» **GOAL OF THE EXERCISE**
Return the records below from the line containing "skyline, one point per instance" onward, exactly, through and including the last line.

» **INFORMATION PROVIDED**
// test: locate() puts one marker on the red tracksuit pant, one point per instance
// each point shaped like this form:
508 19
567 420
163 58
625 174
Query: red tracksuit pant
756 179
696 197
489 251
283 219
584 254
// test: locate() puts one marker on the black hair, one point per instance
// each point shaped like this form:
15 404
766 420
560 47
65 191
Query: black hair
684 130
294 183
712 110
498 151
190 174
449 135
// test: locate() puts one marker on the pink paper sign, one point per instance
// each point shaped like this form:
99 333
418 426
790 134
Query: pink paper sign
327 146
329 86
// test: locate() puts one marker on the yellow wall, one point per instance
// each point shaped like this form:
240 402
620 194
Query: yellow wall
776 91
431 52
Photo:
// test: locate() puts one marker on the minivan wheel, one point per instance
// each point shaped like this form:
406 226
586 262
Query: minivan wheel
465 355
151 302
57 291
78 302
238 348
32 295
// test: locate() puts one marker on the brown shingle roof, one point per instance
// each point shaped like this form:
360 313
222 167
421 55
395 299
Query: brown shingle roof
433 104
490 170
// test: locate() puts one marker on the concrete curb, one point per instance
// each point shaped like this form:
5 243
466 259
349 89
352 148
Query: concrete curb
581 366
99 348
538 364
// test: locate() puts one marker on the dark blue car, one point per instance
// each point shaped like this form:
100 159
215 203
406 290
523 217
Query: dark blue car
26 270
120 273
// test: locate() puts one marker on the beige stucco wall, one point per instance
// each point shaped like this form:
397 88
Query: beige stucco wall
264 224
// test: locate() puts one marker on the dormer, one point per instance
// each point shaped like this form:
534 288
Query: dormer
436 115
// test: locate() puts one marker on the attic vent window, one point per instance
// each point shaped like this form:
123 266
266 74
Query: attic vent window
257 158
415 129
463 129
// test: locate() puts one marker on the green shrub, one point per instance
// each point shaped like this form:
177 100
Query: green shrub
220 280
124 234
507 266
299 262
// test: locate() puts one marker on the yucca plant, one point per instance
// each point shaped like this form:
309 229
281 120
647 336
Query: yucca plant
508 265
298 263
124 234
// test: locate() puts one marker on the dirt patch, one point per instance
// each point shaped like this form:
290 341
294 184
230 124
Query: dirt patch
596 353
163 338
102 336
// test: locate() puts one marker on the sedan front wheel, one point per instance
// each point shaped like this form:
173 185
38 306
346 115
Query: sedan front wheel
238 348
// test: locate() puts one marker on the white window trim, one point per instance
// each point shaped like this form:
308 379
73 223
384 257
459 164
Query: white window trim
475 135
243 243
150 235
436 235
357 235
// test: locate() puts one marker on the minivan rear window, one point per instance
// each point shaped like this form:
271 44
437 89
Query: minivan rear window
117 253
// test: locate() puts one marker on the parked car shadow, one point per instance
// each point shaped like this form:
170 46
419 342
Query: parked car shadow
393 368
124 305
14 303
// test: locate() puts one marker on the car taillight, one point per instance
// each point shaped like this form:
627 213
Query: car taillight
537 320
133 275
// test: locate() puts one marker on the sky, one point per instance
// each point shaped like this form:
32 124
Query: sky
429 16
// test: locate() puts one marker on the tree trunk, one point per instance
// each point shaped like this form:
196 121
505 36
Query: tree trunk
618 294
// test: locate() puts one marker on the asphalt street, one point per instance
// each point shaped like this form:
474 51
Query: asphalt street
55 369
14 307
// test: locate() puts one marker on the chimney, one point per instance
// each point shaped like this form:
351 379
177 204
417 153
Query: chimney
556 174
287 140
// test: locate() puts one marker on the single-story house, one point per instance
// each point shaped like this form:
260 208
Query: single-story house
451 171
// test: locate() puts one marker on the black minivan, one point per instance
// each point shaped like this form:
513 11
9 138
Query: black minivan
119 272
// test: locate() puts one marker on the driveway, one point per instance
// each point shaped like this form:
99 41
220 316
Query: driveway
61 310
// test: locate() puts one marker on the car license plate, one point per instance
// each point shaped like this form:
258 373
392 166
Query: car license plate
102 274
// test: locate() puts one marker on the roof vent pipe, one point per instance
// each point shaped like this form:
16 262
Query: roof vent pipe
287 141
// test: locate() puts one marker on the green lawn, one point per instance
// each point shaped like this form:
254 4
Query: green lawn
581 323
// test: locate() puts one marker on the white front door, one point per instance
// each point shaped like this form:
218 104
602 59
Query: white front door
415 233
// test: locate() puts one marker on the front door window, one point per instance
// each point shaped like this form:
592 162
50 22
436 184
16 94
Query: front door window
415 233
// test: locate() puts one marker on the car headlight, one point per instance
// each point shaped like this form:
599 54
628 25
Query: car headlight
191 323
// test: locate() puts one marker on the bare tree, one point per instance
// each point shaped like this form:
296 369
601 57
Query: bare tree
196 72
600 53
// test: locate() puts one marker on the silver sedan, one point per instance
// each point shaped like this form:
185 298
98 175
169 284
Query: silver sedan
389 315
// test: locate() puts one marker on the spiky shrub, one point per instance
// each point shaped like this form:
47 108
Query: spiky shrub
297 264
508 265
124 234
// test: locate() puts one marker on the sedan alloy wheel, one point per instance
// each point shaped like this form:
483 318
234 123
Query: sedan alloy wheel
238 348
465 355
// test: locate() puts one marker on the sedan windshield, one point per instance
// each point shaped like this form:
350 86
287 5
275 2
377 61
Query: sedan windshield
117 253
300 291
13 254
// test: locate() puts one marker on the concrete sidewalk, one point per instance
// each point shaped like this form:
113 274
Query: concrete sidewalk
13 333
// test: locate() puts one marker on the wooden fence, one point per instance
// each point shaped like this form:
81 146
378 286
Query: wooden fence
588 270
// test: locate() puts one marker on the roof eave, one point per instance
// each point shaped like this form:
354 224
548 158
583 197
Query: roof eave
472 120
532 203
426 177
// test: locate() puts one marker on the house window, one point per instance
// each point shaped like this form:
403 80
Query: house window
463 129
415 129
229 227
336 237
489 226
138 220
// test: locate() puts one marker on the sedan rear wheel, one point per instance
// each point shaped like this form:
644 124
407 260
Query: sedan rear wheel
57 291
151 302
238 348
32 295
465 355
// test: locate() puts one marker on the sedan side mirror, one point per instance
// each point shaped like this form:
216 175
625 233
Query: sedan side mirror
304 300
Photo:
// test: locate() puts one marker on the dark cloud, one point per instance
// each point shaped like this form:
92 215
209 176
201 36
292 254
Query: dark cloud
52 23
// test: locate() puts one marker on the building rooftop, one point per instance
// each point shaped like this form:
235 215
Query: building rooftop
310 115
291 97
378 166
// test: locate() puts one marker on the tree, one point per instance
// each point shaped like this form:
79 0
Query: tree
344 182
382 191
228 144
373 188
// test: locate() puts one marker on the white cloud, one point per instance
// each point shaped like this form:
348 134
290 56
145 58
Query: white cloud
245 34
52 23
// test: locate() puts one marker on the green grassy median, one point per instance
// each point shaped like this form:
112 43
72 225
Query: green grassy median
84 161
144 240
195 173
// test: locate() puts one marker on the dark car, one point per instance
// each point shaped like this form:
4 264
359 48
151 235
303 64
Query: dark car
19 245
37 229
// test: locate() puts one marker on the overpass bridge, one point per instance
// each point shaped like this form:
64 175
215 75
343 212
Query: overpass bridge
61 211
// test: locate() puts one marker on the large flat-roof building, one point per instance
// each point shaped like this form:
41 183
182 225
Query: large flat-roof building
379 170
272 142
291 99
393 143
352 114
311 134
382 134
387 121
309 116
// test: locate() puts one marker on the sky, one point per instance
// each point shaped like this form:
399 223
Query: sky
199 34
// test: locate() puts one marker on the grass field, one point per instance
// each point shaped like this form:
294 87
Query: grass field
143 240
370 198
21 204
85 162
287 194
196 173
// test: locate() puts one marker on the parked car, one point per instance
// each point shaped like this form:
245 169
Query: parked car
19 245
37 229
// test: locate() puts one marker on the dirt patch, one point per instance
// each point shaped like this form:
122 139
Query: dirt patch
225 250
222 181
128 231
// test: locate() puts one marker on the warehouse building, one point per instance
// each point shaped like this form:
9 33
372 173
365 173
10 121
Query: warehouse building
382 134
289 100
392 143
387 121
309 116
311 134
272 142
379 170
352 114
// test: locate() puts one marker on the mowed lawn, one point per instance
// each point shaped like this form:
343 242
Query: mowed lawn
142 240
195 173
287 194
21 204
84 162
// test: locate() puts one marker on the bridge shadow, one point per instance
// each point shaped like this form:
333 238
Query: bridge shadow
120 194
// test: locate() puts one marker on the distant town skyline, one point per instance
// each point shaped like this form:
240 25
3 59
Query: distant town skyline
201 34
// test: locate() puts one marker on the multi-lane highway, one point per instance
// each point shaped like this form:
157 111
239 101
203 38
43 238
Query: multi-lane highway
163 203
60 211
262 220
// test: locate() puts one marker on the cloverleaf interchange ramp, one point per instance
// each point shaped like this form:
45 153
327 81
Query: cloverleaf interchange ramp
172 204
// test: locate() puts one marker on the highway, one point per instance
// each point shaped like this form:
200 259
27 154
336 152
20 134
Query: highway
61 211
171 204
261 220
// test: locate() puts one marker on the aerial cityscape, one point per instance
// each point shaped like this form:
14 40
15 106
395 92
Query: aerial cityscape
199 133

» **TASK SOLUTION**
// test: locate() puts one marker on the distant town skyline, one point per instance
// each point shaped like this form:
240 25
3 59
Query: distant town skyline
201 34
// test: locate() puts one marker on the multi-lane highway, one point per instance
// each point shaped like this form:
157 111
239 101
203 38
43 238
Query: multi-lane highway
163 203
60 211
262 220
// test: locate() puts one marker on the cloverleaf interchange ramp, one point per instance
// each point shaped like this form:
45 153
327 81
Query: cloverleaf interchange ramp
172 204
// test: locate() puts one marker on the highway, one point per instance
// each point shaped like this form:
200 259
27 154
336 152
20 134
Query: highway
61 211
171 204
261 220
// test: locate() puts one marker on the aerial cityscape, one point per instance
// each point shaped like this form:
14 40
15 106
395 92
Query: aerial cityscape
199 133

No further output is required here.